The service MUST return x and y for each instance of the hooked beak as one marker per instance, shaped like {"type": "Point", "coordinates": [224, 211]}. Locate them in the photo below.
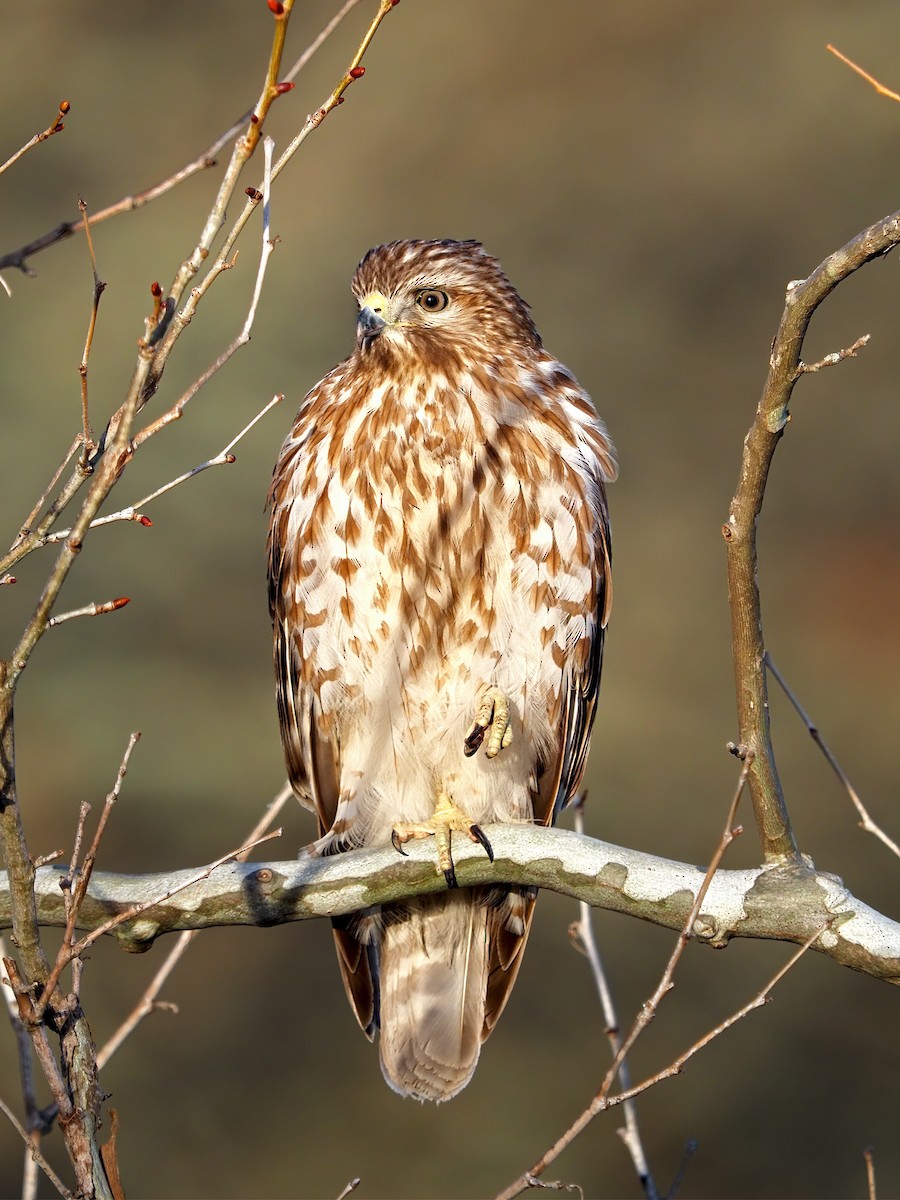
{"type": "Point", "coordinates": [369, 325]}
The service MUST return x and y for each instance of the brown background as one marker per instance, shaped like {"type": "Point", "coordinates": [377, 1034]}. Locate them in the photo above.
{"type": "Point", "coordinates": [651, 175]}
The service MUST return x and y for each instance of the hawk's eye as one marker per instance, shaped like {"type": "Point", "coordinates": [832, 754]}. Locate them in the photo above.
{"type": "Point", "coordinates": [432, 300]}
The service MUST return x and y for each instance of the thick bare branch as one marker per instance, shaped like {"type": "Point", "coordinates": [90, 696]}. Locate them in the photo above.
{"type": "Point", "coordinates": [739, 531]}
{"type": "Point", "coordinates": [785, 903]}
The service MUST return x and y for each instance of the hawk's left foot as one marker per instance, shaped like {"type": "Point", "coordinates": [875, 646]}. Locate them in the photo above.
{"type": "Point", "coordinates": [444, 820]}
{"type": "Point", "coordinates": [493, 714]}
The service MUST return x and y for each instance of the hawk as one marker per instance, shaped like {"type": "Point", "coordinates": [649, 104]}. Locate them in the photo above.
{"type": "Point", "coordinates": [439, 587]}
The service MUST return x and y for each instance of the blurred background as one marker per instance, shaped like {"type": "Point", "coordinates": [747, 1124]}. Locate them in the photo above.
{"type": "Point", "coordinates": [651, 177]}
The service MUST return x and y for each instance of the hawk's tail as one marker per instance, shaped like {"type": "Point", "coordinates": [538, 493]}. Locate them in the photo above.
{"type": "Point", "coordinates": [433, 982]}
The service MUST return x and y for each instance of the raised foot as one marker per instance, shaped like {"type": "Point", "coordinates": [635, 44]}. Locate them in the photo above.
{"type": "Point", "coordinates": [444, 820]}
{"type": "Point", "coordinates": [493, 714]}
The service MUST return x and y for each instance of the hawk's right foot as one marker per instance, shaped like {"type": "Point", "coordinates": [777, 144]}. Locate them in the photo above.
{"type": "Point", "coordinates": [493, 714]}
{"type": "Point", "coordinates": [444, 820]}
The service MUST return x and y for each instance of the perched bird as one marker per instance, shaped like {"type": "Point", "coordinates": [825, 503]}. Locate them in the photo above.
{"type": "Point", "coordinates": [439, 586]}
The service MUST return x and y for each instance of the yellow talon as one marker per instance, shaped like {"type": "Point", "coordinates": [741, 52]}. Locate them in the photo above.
{"type": "Point", "coordinates": [445, 819]}
{"type": "Point", "coordinates": [493, 713]}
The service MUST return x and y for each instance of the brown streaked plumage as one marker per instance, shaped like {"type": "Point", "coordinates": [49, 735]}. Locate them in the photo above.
{"type": "Point", "coordinates": [439, 586]}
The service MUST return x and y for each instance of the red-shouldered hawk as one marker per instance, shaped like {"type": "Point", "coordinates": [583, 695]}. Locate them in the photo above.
{"type": "Point", "coordinates": [439, 587]}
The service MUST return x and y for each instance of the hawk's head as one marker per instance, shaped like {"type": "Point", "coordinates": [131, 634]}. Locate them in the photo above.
{"type": "Point", "coordinates": [433, 299]}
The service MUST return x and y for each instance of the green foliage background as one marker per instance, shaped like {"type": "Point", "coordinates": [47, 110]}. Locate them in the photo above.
{"type": "Point", "coordinates": [651, 175]}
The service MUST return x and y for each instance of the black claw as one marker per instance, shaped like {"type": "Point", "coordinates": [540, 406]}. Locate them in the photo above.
{"type": "Point", "coordinates": [474, 741]}
{"type": "Point", "coordinates": [479, 834]}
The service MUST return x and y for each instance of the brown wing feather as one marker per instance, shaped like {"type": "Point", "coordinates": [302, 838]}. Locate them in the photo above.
{"type": "Point", "coordinates": [557, 786]}
{"type": "Point", "coordinates": [312, 761]}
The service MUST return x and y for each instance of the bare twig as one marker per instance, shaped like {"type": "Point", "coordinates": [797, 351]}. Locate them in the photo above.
{"type": "Point", "coordinates": [35, 1153]}
{"type": "Point", "coordinates": [36, 1122]}
{"type": "Point", "coordinates": [90, 610]}
{"type": "Point", "coordinates": [600, 1102]}
{"type": "Point", "coordinates": [690, 1150]}
{"type": "Point", "coordinates": [603, 1102]}
{"type": "Point", "coordinates": [149, 1002]}
{"type": "Point", "coordinates": [833, 359]}
{"type": "Point", "coordinates": [99, 289]}
{"type": "Point", "coordinates": [133, 511]}
{"type": "Point", "coordinates": [739, 531]}
{"type": "Point", "coordinates": [865, 821]}
{"type": "Point", "coordinates": [75, 886]}
{"type": "Point", "coordinates": [42, 499]}
{"type": "Point", "coordinates": [879, 87]}
{"type": "Point", "coordinates": [55, 127]}
{"type": "Point", "coordinates": [175, 322]}
{"type": "Point", "coordinates": [204, 161]}
{"type": "Point", "coordinates": [582, 935]}
{"type": "Point", "coordinates": [869, 1156]}
{"type": "Point", "coordinates": [781, 903]}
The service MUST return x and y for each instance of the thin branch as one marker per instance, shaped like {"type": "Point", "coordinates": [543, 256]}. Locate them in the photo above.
{"type": "Point", "coordinates": [739, 531]}
{"type": "Point", "coordinates": [879, 87]}
{"type": "Point", "coordinates": [837, 357]}
{"type": "Point", "coordinates": [178, 321]}
{"type": "Point", "coordinates": [133, 511]}
{"type": "Point", "coordinates": [99, 289]}
{"type": "Point", "coordinates": [42, 499]}
{"type": "Point", "coordinates": [865, 822]}
{"type": "Point", "coordinates": [36, 1155]}
{"type": "Point", "coordinates": [76, 883]}
{"type": "Point", "coordinates": [582, 935]}
{"type": "Point", "coordinates": [149, 1002]}
{"type": "Point", "coordinates": [90, 610]}
{"type": "Point", "coordinates": [780, 903]}
{"type": "Point", "coordinates": [55, 127]}
{"type": "Point", "coordinates": [869, 1156]}
{"type": "Point", "coordinates": [603, 1101]}
{"type": "Point", "coordinates": [204, 161]}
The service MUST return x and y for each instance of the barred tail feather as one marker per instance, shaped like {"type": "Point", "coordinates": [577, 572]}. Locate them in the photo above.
{"type": "Point", "coordinates": [433, 977]}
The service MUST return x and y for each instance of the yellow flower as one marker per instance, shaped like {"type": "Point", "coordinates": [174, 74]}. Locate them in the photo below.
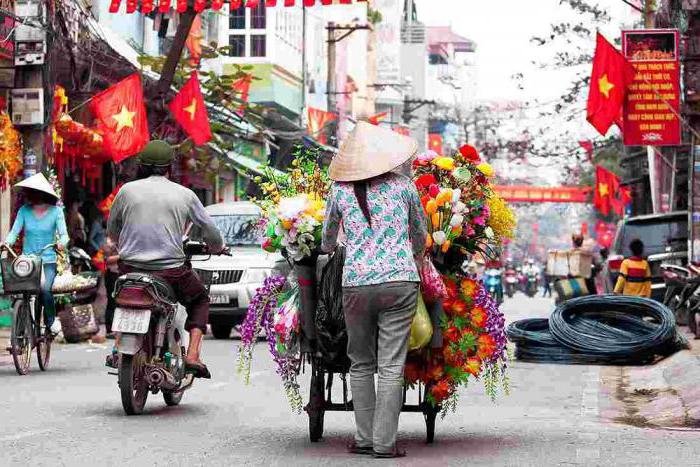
==================================================
> _Task item_
Give back the material above exactly, without pictures.

> _Solution for this task_
The service MUST return x and y for each instance of the hooked beak as one marker per instance, shaped like {"type": "Point", "coordinates": [224, 211]}. Locate them in the photo below.
{"type": "Point", "coordinates": [369, 325]}
The service MUST return x and y for each instance of the brown background as one marker per instance, shaped like {"type": "Point", "coordinates": [377, 1034]}. Locate them in the photo above.
{"type": "Point", "coordinates": [651, 175]}
The service MUST return x and y for each instance of the hawk's eye as one marker per instance, shaped like {"type": "Point", "coordinates": [832, 754]}. Locate them in the photo above.
{"type": "Point", "coordinates": [432, 300]}
The service MUST return x and y for each instance of the thick bare branch as one marker per instance, shaped like {"type": "Point", "coordinates": [90, 696]}. Locate them in the photo above.
{"type": "Point", "coordinates": [739, 531]}
{"type": "Point", "coordinates": [785, 903]}
The service MUST return x and y for each instance of the hawk's left foot as one marker per instance, shaped like {"type": "Point", "coordinates": [875, 646]}. Locate them in the photo above.
{"type": "Point", "coordinates": [444, 820]}
{"type": "Point", "coordinates": [493, 714]}
The service MUST return x and y for each instance of the hawk as one marker per instance, shaped like {"type": "Point", "coordinates": [649, 104]}. Locate them in the photo above.
{"type": "Point", "coordinates": [439, 587]}
The service MUST return x and y for each instance of the blurred background as one marker per instance, shaped like {"type": "Point", "coordinates": [747, 1124]}. Locate them in the photo above.
{"type": "Point", "coordinates": [651, 177]}
The service MUST return x and y for each instance of the hawk's tail as one marker per instance, shaped like {"type": "Point", "coordinates": [538, 493]}. Locate them in the photo above.
{"type": "Point", "coordinates": [433, 982]}
The service MUST return x and y for each instance of the raised foot as one marker per instance, shaped like {"type": "Point", "coordinates": [635, 44]}. Locate them in the photo above.
{"type": "Point", "coordinates": [444, 820]}
{"type": "Point", "coordinates": [493, 714]}
The service MUST return x and y for each instance of the hawk's right foot as one marker per instance, shaped like {"type": "Point", "coordinates": [777, 144]}. Locate them in the photo above.
{"type": "Point", "coordinates": [493, 714]}
{"type": "Point", "coordinates": [444, 820]}
The service MUST return x and y for each instance of the perched bird as one marker per instance, shaped like {"type": "Point", "coordinates": [825, 503]}. Locate them in the photo above.
{"type": "Point", "coordinates": [439, 586]}
The service MUST return x and y for each instance of the yellow talon as one marker per instance, shaped like {"type": "Point", "coordinates": [741, 52]}. Locate them in the photo above.
{"type": "Point", "coordinates": [445, 819]}
{"type": "Point", "coordinates": [493, 713]}
The service MUST return x and y for each instance of the brown streaked plumage as one marker per instance, shaped like {"type": "Point", "coordinates": [49, 735]}. Locate them in the photo above.
{"type": "Point", "coordinates": [439, 586]}
The service MUST return x and y for each instance of the red-shouldered hawk as one marker per instance, shaped like {"type": "Point", "coordinates": [583, 695]}. Locate them in the photo above.
{"type": "Point", "coordinates": [439, 587]}
The service MUST return x and y for each instance of the hawk's head as one marker per instance, shaped like {"type": "Point", "coordinates": [131, 634]}. Locate them in the photo above.
{"type": "Point", "coordinates": [433, 299]}
The service MUST return x and y for each instance of the green foliage background as one marker per instance, shaped like {"type": "Point", "coordinates": [47, 110]}. Locate them in the photo above.
{"type": "Point", "coordinates": [651, 175]}
The service MUST return x and y for each instance of the black claw as one marker per instance, shaped like {"type": "Point", "coordinates": [540, 406]}. Locate them in the photo above.
{"type": "Point", "coordinates": [474, 741]}
{"type": "Point", "coordinates": [479, 834]}
The service MUST return x and y for each instance of the brown wing feather as one marker per instance, shaped like {"type": "Point", "coordinates": [302, 838]}. Locate them in the photo above.
{"type": "Point", "coordinates": [557, 786]}
{"type": "Point", "coordinates": [312, 761]}
The service MUST return x and y for each instance of the bare twig as one marker per instance, shaped like {"type": "Point", "coordinates": [797, 351]}. Locate them in the photo above.
{"type": "Point", "coordinates": [35, 1153]}
{"type": "Point", "coordinates": [36, 1122]}
{"type": "Point", "coordinates": [90, 610]}
{"type": "Point", "coordinates": [600, 1102]}
{"type": "Point", "coordinates": [690, 1150]}
{"type": "Point", "coordinates": [603, 1102]}
{"type": "Point", "coordinates": [149, 1002]}
{"type": "Point", "coordinates": [833, 359]}
{"type": "Point", "coordinates": [99, 289]}
{"type": "Point", "coordinates": [133, 511]}
{"type": "Point", "coordinates": [739, 531]}
{"type": "Point", "coordinates": [865, 821]}
{"type": "Point", "coordinates": [75, 886]}
{"type": "Point", "coordinates": [42, 499]}
{"type": "Point", "coordinates": [879, 87]}
{"type": "Point", "coordinates": [55, 127]}
{"type": "Point", "coordinates": [175, 322]}
{"type": "Point", "coordinates": [204, 161]}
{"type": "Point", "coordinates": [582, 935]}
{"type": "Point", "coordinates": [869, 1156]}
{"type": "Point", "coordinates": [781, 903]}
The service MUST return x and y for each instance of the thin branch as one marker per instance, shaped like {"type": "Point", "coordinates": [543, 256]}. Locate them in the photo above.
{"type": "Point", "coordinates": [739, 531]}
{"type": "Point", "coordinates": [879, 87]}
{"type": "Point", "coordinates": [837, 357]}
{"type": "Point", "coordinates": [178, 321]}
{"type": "Point", "coordinates": [133, 511]}
{"type": "Point", "coordinates": [99, 289]}
{"type": "Point", "coordinates": [42, 499]}
{"type": "Point", "coordinates": [865, 822]}
{"type": "Point", "coordinates": [36, 1155]}
{"type": "Point", "coordinates": [76, 883]}
{"type": "Point", "coordinates": [582, 935]}
{"type": "Point", "coordinates": [149, 1002]}
{"type": "Point", "coordinates": [90, 610]}
{"type": "Point", "coordinates": [780, 903]}
{"type": "Point", "coordinates": [55, 127]}
{"type": "Point", "coordinates": [869, 1156]}
{"type": "Point", "coordinates": [603, 1101]}
{"type": "Point", "coordinates": [204, 161]}
The service MUST return x and y for each instance of the barred tail feather as one marker per instance, shaped like {"type": "Point", "coordinates": [577, 572]}. Locate them in the photo above.
{"type": "Point", "coordinates": [433, 977]}
The service MUST return x and y for each instance of the yellow flower as one marker per instance, shaped like {"type": "Point", "coordinates": [174, 74]}. Locate them in the photo below.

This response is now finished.